Core Competencies in the Age of AI
If AI changes the structure of work, what capabilities become strategically important for professionals and organizations?

Precise problem definition
The first critical factor is the ability to clearly formulate the task. AI models perform poorly with vague requirements. When initial conditions are unclear, outputs may look convincing but fail in real-world application.
Therefore, the following abilities become a competitive advantage:
- Decomposing complex problems
- Defining constraints
- Setting measurable quality criteria
It is no longer about writing code faster, but about understanding what code is really needed (and whether it is needed at all).
Verification and quality control
The second important skill is checking the result. Though generation has become fast, correctness still requires attention. The code may compile, the text may sound logical, the requirements may look structured, and yet contain contradictions or hidden risks. The speed of creation is increasing, but the responsibility for quality remains the same.
Organizations that fail to invest in validation processes may accumulate invisible technical and operational debt.

▸ Problems to solve:
**A.** Render this sentence from the text on core competencies in the age of AI into Spanish: "The speed of creation is increasing, but the responsibility for quality remains the same."
**B.** Carry the text on core competencies in the age of AI forward from its last sentence, writing the next part.

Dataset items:
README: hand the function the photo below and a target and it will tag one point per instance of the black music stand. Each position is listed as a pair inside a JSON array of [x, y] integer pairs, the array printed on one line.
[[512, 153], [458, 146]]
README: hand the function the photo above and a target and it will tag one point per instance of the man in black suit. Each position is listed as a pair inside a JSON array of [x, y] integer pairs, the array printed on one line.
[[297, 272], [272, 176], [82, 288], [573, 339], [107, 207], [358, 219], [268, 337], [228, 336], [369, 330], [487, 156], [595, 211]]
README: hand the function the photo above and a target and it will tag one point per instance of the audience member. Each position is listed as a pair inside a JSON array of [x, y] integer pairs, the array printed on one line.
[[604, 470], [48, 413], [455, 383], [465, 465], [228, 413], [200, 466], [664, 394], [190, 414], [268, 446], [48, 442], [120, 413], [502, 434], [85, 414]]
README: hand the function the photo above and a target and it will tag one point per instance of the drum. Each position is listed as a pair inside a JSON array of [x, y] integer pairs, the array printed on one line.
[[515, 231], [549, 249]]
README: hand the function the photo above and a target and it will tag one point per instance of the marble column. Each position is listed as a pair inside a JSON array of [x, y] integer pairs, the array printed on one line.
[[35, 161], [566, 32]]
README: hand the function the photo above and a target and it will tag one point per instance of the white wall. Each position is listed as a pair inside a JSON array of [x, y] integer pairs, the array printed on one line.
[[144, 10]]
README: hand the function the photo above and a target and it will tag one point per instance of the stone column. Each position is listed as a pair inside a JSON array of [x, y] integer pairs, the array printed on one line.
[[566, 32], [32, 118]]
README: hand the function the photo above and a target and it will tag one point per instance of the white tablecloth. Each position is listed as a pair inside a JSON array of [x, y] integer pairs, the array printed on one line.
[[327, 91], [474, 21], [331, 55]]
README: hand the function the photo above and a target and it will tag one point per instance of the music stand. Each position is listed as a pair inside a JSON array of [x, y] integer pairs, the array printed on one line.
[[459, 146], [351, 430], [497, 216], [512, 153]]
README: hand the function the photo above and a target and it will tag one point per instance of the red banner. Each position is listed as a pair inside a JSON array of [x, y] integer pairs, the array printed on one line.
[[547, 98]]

--

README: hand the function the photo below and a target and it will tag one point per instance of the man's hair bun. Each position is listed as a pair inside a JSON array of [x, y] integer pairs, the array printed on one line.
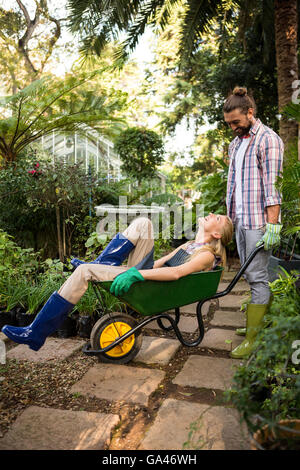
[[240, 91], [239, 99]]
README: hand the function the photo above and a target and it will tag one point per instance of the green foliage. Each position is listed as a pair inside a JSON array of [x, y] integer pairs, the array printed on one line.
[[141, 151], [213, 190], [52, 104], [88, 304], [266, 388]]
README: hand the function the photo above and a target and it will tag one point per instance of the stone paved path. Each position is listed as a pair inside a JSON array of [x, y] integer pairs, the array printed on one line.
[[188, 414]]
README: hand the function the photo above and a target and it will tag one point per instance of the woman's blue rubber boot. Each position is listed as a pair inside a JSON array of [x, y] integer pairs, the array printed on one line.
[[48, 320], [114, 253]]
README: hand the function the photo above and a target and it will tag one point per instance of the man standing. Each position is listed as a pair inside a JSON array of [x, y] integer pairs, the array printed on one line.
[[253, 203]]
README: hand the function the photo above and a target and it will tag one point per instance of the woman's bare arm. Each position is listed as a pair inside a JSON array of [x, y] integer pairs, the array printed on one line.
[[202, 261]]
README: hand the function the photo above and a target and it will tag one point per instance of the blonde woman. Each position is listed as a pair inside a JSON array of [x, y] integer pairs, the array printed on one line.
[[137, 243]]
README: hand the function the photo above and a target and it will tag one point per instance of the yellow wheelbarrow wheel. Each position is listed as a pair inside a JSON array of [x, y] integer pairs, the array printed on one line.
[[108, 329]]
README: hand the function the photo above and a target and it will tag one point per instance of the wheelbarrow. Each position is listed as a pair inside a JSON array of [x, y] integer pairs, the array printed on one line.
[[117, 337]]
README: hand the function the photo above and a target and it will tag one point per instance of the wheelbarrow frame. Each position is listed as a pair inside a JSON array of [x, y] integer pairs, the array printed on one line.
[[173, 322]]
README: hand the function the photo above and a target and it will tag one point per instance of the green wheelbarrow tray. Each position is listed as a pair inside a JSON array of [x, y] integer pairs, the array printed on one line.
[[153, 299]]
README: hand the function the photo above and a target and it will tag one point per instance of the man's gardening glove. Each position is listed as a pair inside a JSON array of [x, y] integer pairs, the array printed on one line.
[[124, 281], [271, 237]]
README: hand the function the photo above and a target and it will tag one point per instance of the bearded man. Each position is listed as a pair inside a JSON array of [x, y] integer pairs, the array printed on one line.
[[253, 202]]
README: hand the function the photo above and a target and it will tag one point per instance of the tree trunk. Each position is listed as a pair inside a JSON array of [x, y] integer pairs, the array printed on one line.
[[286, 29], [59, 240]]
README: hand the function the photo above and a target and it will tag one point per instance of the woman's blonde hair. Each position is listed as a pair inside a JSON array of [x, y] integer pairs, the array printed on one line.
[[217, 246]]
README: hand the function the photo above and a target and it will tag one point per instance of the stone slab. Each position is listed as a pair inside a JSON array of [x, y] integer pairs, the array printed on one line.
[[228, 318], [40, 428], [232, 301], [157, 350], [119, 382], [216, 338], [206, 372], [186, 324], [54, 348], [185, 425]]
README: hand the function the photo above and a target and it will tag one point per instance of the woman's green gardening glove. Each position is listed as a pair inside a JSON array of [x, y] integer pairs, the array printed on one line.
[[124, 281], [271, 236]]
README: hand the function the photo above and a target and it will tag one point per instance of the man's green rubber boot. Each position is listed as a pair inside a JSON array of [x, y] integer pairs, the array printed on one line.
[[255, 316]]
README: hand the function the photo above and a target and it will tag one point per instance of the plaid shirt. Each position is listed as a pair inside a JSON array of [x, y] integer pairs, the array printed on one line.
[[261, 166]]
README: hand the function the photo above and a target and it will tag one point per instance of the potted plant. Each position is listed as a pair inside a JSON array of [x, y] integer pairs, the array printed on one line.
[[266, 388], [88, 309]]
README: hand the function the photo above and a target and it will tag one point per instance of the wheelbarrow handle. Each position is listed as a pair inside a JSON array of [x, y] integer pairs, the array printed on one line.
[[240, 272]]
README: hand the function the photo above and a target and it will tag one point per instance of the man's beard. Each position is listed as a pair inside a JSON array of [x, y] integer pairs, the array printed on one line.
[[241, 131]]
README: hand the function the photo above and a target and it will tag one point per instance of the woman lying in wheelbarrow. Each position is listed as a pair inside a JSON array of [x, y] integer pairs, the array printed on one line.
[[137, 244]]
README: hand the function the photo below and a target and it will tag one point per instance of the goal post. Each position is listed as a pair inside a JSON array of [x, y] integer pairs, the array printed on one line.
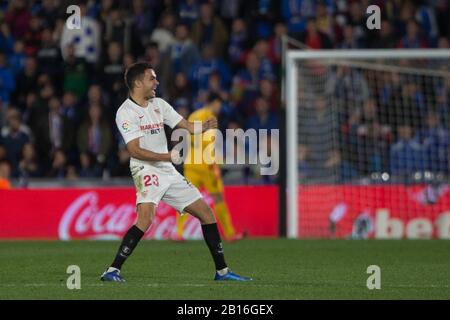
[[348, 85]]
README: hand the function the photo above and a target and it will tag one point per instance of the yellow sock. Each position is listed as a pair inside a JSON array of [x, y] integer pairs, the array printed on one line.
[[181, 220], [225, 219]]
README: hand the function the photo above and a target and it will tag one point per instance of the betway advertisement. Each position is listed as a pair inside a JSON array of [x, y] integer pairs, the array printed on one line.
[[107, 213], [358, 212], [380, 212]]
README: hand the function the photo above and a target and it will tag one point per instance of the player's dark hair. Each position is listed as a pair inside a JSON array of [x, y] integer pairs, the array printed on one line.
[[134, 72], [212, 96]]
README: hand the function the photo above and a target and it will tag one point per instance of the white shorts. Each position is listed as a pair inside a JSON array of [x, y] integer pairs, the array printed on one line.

==

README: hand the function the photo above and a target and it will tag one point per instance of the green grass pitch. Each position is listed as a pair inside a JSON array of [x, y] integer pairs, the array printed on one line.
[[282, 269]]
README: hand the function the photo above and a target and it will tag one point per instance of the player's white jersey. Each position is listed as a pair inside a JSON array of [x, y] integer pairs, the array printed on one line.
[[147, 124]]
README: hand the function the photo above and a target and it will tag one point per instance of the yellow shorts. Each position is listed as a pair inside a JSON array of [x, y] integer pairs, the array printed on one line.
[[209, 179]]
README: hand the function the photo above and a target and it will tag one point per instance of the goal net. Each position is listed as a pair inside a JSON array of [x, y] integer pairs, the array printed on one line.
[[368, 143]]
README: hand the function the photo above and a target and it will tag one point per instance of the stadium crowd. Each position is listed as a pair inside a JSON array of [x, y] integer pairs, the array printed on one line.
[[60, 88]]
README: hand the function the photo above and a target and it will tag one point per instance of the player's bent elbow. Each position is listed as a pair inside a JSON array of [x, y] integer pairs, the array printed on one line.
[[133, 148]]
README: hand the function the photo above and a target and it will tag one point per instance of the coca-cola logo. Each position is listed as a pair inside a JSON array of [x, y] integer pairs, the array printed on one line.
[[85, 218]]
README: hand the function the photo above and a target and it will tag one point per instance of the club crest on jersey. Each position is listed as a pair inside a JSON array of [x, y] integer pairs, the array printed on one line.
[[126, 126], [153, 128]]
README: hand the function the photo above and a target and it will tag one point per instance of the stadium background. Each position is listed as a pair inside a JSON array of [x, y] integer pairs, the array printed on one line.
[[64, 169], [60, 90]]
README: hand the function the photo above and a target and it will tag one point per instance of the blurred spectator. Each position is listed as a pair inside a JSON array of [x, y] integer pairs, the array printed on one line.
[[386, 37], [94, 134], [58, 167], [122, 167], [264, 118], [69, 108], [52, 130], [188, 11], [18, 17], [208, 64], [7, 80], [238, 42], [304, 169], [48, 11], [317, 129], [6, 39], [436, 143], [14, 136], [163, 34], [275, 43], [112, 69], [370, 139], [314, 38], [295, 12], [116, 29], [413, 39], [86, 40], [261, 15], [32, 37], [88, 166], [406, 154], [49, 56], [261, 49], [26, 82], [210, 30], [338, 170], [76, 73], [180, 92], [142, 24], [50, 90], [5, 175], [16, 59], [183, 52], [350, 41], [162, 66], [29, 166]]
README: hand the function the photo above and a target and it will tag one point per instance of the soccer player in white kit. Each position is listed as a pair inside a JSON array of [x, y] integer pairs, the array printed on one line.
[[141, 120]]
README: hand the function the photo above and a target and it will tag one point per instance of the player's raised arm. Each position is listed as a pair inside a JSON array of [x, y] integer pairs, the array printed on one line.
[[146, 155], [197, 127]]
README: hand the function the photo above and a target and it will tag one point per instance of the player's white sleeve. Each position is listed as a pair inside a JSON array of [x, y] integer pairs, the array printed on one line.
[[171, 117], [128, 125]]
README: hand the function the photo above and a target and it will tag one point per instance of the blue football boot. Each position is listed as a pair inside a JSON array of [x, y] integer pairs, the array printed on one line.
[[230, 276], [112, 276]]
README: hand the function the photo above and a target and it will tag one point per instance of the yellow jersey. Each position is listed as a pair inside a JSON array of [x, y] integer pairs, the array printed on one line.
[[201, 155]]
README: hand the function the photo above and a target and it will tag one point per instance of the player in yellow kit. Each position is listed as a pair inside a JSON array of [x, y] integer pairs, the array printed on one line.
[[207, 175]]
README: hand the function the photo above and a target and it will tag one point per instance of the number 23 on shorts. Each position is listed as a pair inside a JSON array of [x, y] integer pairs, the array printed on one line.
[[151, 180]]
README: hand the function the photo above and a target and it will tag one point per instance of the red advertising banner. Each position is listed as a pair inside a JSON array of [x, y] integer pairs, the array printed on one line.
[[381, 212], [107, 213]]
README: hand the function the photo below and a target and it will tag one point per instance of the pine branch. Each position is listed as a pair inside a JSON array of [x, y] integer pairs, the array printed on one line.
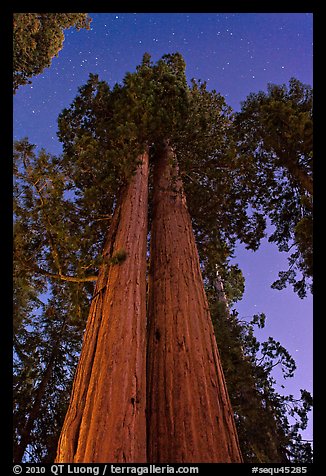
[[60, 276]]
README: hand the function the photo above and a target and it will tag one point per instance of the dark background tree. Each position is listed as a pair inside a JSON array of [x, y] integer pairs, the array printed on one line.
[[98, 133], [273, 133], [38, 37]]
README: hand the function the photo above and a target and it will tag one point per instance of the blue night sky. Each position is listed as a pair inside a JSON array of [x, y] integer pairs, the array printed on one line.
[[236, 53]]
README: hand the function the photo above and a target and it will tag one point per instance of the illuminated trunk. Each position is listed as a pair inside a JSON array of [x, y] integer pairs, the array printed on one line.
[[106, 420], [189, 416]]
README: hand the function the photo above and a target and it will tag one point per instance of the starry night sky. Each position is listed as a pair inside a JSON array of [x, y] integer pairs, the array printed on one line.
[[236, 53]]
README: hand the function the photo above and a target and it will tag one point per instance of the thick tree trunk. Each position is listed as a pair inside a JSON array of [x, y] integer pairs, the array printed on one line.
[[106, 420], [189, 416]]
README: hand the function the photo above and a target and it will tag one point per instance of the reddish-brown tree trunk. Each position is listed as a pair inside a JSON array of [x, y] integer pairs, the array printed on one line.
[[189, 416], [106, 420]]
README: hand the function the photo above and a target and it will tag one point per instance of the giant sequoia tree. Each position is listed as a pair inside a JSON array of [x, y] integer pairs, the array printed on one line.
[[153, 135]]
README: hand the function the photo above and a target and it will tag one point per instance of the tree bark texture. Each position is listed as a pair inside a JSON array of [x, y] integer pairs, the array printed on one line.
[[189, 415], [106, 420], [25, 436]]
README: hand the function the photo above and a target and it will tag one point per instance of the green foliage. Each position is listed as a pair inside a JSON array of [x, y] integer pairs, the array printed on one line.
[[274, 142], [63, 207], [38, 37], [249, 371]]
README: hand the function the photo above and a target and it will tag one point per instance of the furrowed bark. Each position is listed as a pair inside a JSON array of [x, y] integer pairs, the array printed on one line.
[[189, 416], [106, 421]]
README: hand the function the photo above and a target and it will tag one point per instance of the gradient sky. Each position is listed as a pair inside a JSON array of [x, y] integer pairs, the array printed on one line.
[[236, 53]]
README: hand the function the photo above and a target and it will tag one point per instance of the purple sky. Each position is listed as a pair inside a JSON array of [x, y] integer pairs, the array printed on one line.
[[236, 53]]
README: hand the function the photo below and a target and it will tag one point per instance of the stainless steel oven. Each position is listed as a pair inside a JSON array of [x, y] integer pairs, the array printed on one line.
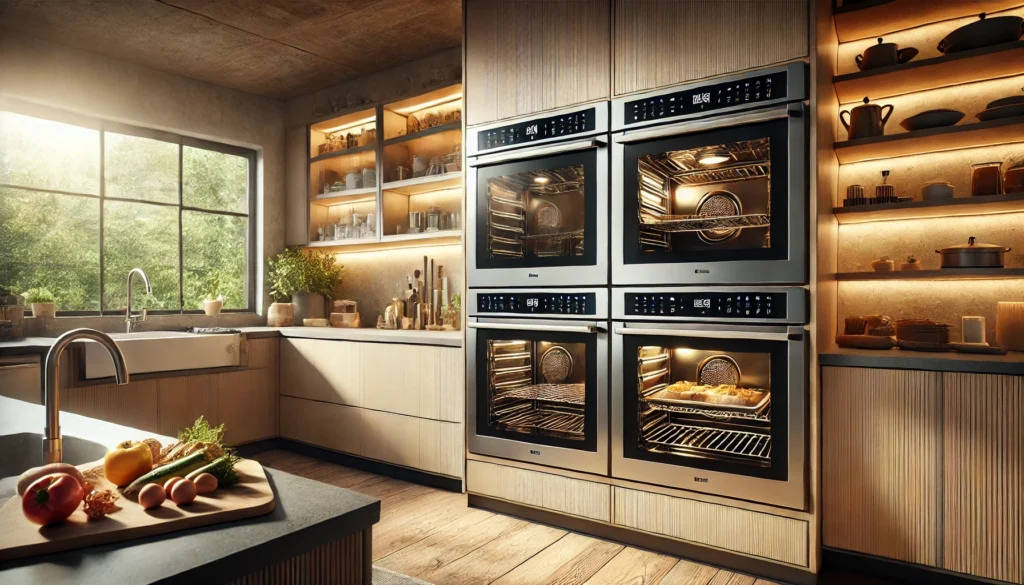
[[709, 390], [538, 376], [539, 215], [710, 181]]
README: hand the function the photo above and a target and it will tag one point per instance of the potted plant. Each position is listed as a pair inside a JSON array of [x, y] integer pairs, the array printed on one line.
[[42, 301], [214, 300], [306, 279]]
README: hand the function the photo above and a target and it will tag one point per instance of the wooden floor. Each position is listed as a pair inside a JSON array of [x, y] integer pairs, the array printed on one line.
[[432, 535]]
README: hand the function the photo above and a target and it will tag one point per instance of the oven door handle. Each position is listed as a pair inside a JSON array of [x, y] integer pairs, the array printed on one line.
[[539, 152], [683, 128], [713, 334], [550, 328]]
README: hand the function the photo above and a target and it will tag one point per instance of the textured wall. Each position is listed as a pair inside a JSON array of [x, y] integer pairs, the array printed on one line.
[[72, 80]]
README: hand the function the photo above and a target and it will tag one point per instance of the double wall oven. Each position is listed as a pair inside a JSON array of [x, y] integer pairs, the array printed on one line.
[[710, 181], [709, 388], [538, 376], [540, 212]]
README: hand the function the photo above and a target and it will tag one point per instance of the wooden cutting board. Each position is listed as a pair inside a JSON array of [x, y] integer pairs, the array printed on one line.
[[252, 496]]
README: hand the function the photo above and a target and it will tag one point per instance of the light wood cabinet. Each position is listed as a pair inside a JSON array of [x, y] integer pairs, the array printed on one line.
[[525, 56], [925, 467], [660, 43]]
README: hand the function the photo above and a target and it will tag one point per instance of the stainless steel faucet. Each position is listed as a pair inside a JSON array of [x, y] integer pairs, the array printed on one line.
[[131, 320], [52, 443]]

▸ Numbered answers:
**A.** La velocidad de creación está aumentando, pero la responsabilidad por la calidad sigue siendo la misma.

**B.**
Architectural thinking
The importance of architectural thinking is becoming increasingly significant. It is now easy to obtain fragments of a solution, but the more difficult task is to integrate them into the existing system.
New fragments must align with current architecture and not duplicate the logic that has already been implemented. The cheaper the generation, the easier it is to produce large volumes of material without sufficient quality control.
Systems perspective and consequence analysis
AI increases the number of possible solutions. Hence, the role of a systemic view (understanding interrelationships, dependencies, and constraints) is growing. Speed of response becomes less important than the ability to evaluate consequences.
Integration as a structured process
For users, integration becomes a separate skill. This does not necessarily mean complex automation via API. It can be a well-thought-out workflow.
For example:
- Analyzing requirements
- Forming user stories
- Refining acceptance criteria
- Identifying risks
- Preparing test cases
AI may assist at every stage, but the structure of the stages is defined by humans. Without structured integration, AI usage becomes fragmented experimentation rather than operational leverage.
Responsibility and decision ownership
Another aspect is responsibility. The model can offer a solution, but the legal, technical, and reputational consequences remain with the specialist.
Remember that the easier creation becomes, the higher the standard of oversight must rise. Fast output does not automatically equal business value.
Market Expansion or Market Overheating?
In an environment of cheap generation, two macro-scenarios are possible:
- Expansion with new ideas and directions.
- Overproduction with excessive solutions and declining differentiation.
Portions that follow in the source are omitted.